Action item:
List every reporter citation in the passage below on the ACCA's residual clause, giving each with its volume, reporter, and page.

Extract provided:
=== Begin Enclosure ===

Thus, when the Court struck down the ACCA's residual clause in Johnson II , the ACCA enhancement applied in James , based solely on the residual clause, fell as well.4 135 S.Ct. at 2563 ("We hold that imposing an increased sentence under the residual clause of the Armed Career Criminal Act violates the Constitution's guarantee of due process. Our contrary holdings in James and [United States v.] Sykes , 564 U.S. 1, 131 S.Ct. 2267, 180 L.Ed.2d 60 (2011),] are overruled. Today's decision does not call into question application of the Act to the four enumerated offenses, or the remainder of the Act's definition of a violent felony.").

=== End Enclosure ===

Input data:
=== Begin Enclosure ===

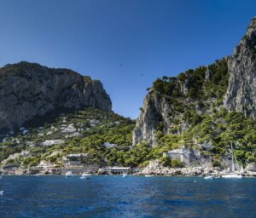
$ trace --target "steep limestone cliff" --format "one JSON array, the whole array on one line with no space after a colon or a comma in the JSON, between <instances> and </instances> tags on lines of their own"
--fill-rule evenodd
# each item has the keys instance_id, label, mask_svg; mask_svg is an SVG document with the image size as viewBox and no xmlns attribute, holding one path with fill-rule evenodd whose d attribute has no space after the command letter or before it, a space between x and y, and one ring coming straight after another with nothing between
<instances>
[{"instance_id":1,"label":"steep limestone cliff","mask_svg":"<svg viewBox=\"0 0 256 218\"><path fill-rule=\"evenodd\" d=\"M228 66L230 80L224 106L256 118L256 17Z\"/></svg>"},{"instance_id":2,"label":"steep limestone cliff","mask_svg":"<svg viewBox=\"0 0 256 218\"><path fill-rule=\"evenodd\" d=\"M111 100L98 80L68 69L20 62L0 69L0 129L20 127L57 108L91 106L110 112Z\"/></svg>"},{"instance_id":3,"label":"steep limestone cliff","mask_svg":"<svg viewBox=\"0 0 256 218\"><path fill-rule=\"evenodd\" d=\"M137 120L133 145L154 146L160 127L164 134L178 135L221 106L256 118L256 18L232 56L154 83Z\"/></svg>"}]
</instances>

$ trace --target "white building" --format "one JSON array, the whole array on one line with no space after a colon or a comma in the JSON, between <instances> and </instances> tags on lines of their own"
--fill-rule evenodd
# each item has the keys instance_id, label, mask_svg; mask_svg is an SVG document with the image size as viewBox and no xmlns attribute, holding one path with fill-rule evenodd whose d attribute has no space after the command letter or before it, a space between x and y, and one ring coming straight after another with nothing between
<instances>
[{"instance_id":1,"label":"white building","mask_svg":"<svg viewBox=\"0 0 256 218\"><path fill-rule=\"evenodd\" d=\"M128 174L131 170L131 167L106 167L102 169L102 171L107 174Z\"/></svg>"},{"instance_id":2,"label":"white building","mask_svg":"<svg viewBox=\"0 0 256 218\"><path fill-rule=\"evenodd\" d=\"M51 146L54 145L60 145L63 142L64 142L63 140L46 140L45 141L42 142L42 146Z\"/></svg>"},{"instance_id":3,"label":"white building","mask_svg":"<svg viewBox=\"0 0 256 218\"><path fill-rule=\"evenodd\" d=\"M168 152L164 152L163 157L169 157L171 159L177 159L189 166L190 162L200 158L198 150L190 150L189 148L174 149Z\"/></svg>"},{"instance_id":4,"label":"white building","mask_svg":"<svg viewBox=\"0 0 256 218\"><path fill-rule=\"evenodd\" d=\"M201 149L206 149L207 151L212 150L213 147L213 145L211 141L205 141L202 144L199 144L199 147Z\"/></svg>"},{"instance_id":5,"label":"white building","mask_svg":"<svg viewBox=\"0 0 256 218\"><path fill-rule=\"evenodd\" d=\"M106 146L106 147L108 147L108 148L112 148L112 147L115 147L115 146L116 146L115 144L111 144L111 143L109 143L109 142L104 142L102 146Z\"/></svg>"}]
</instances>

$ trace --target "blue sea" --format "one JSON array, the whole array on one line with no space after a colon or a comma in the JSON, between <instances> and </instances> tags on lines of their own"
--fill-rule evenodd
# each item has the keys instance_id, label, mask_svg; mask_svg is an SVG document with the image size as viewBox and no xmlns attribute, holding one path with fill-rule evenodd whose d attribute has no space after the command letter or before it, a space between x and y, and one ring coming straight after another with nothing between
<instances>
[{"instance_id":1,"label":"blue sea","mask_svg":"<svg viewBox=\"0 0 256 218\"><path fill-rule=\"evenodd\" d=\"M3 176L0 217L256 217L256 179Z\"/></svg>"}]
</instances>

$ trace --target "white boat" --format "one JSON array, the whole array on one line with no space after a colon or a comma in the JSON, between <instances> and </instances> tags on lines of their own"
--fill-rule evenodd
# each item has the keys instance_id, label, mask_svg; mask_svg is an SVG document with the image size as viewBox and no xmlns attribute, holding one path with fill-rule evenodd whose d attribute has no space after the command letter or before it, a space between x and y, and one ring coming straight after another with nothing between
<instances>
[{"instance_id":1,"label":"white boat","mask_svg":"<svg viewBox=\"0 0 256 218\"><path fill-rule=\"evenodd\" d=\"M67 172L65 175L66 175L66 177L73 177L73 176L74 176L74 175L72 173L72 171Z\"/></svg>"},{"instance_id":2,"label":"white boat","mask_svg":"<svg viewBox=\"0 0 256 218\"><path fill-rule=\"evenodd\" d=\"M80 177L81 180L86 180L86 179L90 179L90 178L91 178L91 175L87 174L87 173L82 174L81 177Z\"/></svg>"},{"instance_id":3,"label":"white boat","mask_svg":"<svg viewBox=\"0 0 256 218\"><path fill-rule=\"evenodd\" d=\"M241 179L242 176L241 175L239 174L236 174L235 173L235 162L234 162L234 154L233 154L233 145L231 143L231 153L232 153L232 169L231 169L231 172L224 174L222 175L222 178L225 178L225 179Z\"/></svg>"},{"instance_id":4,"label":"white boat","mask_svg":"<svg viewBox=\"0 0 256 218\"><path fill-rule=\"evenodd\" d=\"M214 180L214 179L215 179L215 177L212 175L208 175L208 176L205 177L205 180Z\"/></svg>"},{"instance_id":5,"label":"white boat","mask_svg":"<svg viewBox=\"0 0 256 218\"><path fill-rule=\"evenodd\" d=\"M230 173L230 174L224 175L222 176L222 178L225 178L225 179L241 179L242 176L241 176L241 175L239 175L239 174Z\"/></svg>"}]
</instances>

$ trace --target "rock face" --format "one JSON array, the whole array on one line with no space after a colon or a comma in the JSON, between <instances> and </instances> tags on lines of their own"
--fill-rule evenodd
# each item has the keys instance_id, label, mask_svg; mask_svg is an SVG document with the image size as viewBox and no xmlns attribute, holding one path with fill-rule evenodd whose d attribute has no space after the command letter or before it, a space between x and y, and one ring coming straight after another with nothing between
<instances>
[{"instance_id":1,"label":"rock face","mask_svg":"<svg viewBox=\"0 0 256 218\"><path fill-rule=\"evenodd\" d=\"M57 108L85 106L110 112L111 100L98 80L68 69L20 62L0 69L0 129L20 127Z\"/></svg>"},{"instance_id":2,"label":"rock face","mask_svg":"<svg viewBox=\"0 0 256 218\"><path fill-rule=\"evenodd\" d=\"M230 80L224 106L256 118L256 17L228 60Z\"/></svg>"},{"instance_id":3,"label":"rock face","mask_svg":"<svg viewBox=\"0 0 256 218\"><path fill-rule=\"evenodd\" d=\"M224 63L226 68L224 67L224 64L221 65L221 63ZM190 106L189 108L194 108L199 115L212 113L212 106L214 107L217 102L218 102L218 106L221 105L223 98L223 105L228 110L242 112L246 116L256 118L256 18L253 19L246 36L235 49L232 56L224 58L222 62L217 61L212 66L203 66L201 69L201 75L195 76L195 72L190 73L190 70L189 70L187 73L178 75L174 80L169 77L170 80L177 81L172 83L174 85L172 94L168 92L167 88L169 89L170 86L165 87L166 83L172 84L172 81L170 82L166 78L158 79L162 81L161 83L159 83L158 87L162 85L160 89L164 91L160 93L164 93L164 95L158 92L156 89L154 90L153 87L146 96L143 108L133 131L133 145L145 141L149 146L154 146L158 126L161 123L163 125L161 130L164 134L167 134L170 132L172 125L173 127L173 123L177 123L175 119L179 120L176 134L181 134L189 127L185 122L186 118L182 112L183 109L189 108L188 106ZM226 74L223 77L219 77L221 73L224 75L224 72L226 72ZM201 77L204 81L202 79L195 80L195 77ZM196 81L200 81L200 83L196 83ZM157 80L154 83L156 82ZM209 83L216 85L215 89L212 89L212 86L209 86ZM222 93L216 96L214 93L218 94L220 90L218 85L222 83L224 83L222 86ZM196 86L198 88L195 92ZM194 92L192 92L193 89ZM201 90L203 90L204 93L212 92L212 94L197 95L196 98L193 98L192 95L196 95ZM177 92L178 95L175 95L175 92ZM170 100L166 100L166 95L172 102L170 103ZM179 103L178 110L177 106L175 106L177 102ZM204 106L204 110L201 110L201 105L207 106ZM177 112L177 111L182 112Z\"/></svg>"},{"instance_id":4,"label":"rock face","mask_svg":"<svg viewBox=\"0 0 256 218\"><path fill-rule=\"evenodd\" d=\"M161 98L160 94L152 92L144 100L143 109L137 120L136 128L133 131L133 145L140 141L147 141L154 146L156 141L156 129L160 122L164 126L169 125L169 116L172 111L169 103Z\"/></svg>"}]
</instances>

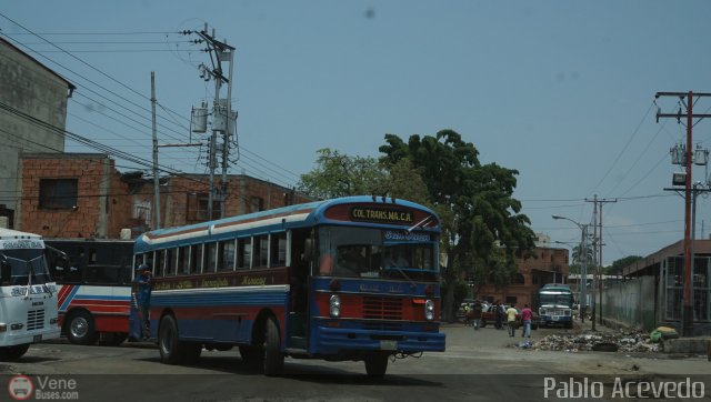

=== End Enclosure ===

Written answer:
- 135 S.Ct. at 2563
- 564 U.S. 1
- 131 S.Ct. 2267
- 180 L.Ed.2d 60